- [PROBLEM TO SOLVE]: Copy each of the lines below word for word, leaving nothing out and changing nothing.

- [SUPPLIED MATERIAL]:

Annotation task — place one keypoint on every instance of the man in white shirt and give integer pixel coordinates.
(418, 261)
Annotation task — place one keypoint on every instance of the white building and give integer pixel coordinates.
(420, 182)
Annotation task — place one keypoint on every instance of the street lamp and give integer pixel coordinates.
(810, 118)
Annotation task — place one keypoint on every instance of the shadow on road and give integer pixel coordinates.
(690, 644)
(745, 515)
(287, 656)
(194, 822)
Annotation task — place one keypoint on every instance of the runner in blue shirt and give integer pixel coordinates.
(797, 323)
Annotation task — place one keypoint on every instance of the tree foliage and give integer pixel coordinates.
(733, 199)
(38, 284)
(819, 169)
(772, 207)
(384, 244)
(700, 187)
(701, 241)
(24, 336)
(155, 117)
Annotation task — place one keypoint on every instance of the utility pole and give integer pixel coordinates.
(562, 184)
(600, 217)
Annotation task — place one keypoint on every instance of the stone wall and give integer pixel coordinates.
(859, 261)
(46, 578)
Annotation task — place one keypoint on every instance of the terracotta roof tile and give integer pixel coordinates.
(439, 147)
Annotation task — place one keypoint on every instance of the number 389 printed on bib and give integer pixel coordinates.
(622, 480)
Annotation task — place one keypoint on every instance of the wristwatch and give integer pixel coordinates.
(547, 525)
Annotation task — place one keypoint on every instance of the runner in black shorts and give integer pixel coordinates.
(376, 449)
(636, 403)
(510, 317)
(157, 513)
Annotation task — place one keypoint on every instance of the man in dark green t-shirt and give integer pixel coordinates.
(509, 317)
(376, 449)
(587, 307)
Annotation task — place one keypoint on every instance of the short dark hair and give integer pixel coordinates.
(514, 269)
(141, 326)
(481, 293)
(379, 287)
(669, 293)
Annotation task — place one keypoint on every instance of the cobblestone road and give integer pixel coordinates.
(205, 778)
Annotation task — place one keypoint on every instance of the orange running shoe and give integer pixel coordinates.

- [REPLY]:
Annotation task — place one keypoint on every instance of the man in white shirt and give integer pixel coordinates.
(418, 261)
Annotation task — place one keypoint on every instance of the white building and give integer pixel coordinates.
(420, 182)
Annotation task — place one keypoint on every instance of the street lamp and give integer pixel coordinates.
(810, 118)
Annotation task — place one keypoint on every instance of the shadow on road and give integer pixel coordinates.
(690, 644)
(745, 515)
(287, 656)
(194, 822)
Annotation task — place one keypoint on every instance of the runner in blue shirt and give integer pixel coordinates.
(797, 323)
Annotation task — place one keypoint on every instance of the tree foliage and give integer pixel coordinates.
(733, 199)
(38, 284)
(819, 169)
(772, 207)
(384, 244)
(700, 187)
(701, 241)
(24, 336)
(155, 117)
Annotation task — place one keypoint on every instance of the utility pole and give integer pixel coordinates.
(562, 184)
(600, 217)
Annotation task — place one keypoint on every instance of the stone wall and give integer pixel coordinates.
(859, 261)
(46, 578)
Annotation task — place one keypoint on every instance of the terracotta roof tile and give integer pixel coordinates.
(439, 147)
Annotation task — place one keypoint on every instance of the number 389 printed on bib and give integer pixel coordinates.
(622, 480)
Annotation task — place one keypoint on every instance of the wristwatch and give integer pixel coordinates.
(547, 525)
Annotation task — place one keypoint on every instance of the runner in black shorts and give integer pixel coordinates.
(376, 449)
(636, 403)
(510, 317)
(157, 513)
Annotation task — place one keypoint on every instance of the man in dark green t-shirt and give integer pixel coordinates.
(509, 317)
(376, 449)
(587, 307)
Annotation task — place one keypoint on every instance of the short dark hair and give integer pixel coordinates.
(514, 269)
(141, 326)
(481, 293)
(379, 287)
(669, 293)
Annotation task — place one keypoint on every instance of the cobblestone road and give integer pixel coordinates.
(205, 778)
Annotation task — place one keypoint on every instance of the orange running shoe and give integer pixel coordinates.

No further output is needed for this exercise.